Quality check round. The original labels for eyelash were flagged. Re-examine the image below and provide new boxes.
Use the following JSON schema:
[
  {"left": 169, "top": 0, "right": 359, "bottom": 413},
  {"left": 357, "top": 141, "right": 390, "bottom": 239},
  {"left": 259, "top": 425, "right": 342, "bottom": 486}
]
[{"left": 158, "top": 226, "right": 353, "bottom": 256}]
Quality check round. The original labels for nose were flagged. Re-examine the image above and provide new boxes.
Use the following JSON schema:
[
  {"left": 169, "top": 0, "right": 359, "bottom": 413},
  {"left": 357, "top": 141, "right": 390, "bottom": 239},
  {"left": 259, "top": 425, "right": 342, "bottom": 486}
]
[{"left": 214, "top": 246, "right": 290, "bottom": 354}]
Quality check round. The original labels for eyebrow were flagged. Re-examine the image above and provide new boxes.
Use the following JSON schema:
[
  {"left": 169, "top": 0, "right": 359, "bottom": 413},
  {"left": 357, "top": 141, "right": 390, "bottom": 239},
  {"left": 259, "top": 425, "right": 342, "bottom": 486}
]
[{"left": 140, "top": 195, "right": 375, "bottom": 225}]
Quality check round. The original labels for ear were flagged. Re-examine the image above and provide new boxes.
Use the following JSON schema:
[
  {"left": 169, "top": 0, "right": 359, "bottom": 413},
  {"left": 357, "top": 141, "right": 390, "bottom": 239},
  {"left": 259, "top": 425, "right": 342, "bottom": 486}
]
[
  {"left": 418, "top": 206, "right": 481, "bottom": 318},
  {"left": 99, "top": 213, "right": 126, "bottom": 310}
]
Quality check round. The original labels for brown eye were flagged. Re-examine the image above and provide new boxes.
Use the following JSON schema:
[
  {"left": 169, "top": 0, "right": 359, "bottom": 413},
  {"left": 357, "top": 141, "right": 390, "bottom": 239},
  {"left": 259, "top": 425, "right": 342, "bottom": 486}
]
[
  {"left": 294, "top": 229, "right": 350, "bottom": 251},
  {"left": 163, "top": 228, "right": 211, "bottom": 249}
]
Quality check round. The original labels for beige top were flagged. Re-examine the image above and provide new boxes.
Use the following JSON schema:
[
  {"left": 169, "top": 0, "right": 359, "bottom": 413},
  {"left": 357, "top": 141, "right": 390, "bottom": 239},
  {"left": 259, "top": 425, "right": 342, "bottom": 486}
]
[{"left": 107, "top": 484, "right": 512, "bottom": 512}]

◆ **WHAT IS BEING ASKED**:
Report each line of the records that contains the string “round”. Case counts.

◆ **SOLVED PROBLEM**:
Quality check round. The original labels for eyelash were flagged. Re-examine the image below and provide new boxes.
Quality check round. The original labels for nose were flagged. Re-examine the image above and provide new boxes.
Quality check round. The original labels for eyebrow were flagged. Re-examine the image above and provide new boxes.
Quality check round. The original labels for ear were flagged. Re-examine the image above and provide new boxes.
Quality check round. The original labels for brown eye were flagged. Re-examine the image above and provide new boxes.
Quality check round. The original labels for beige top were flagged. Re-examine the image above and provide new boxes.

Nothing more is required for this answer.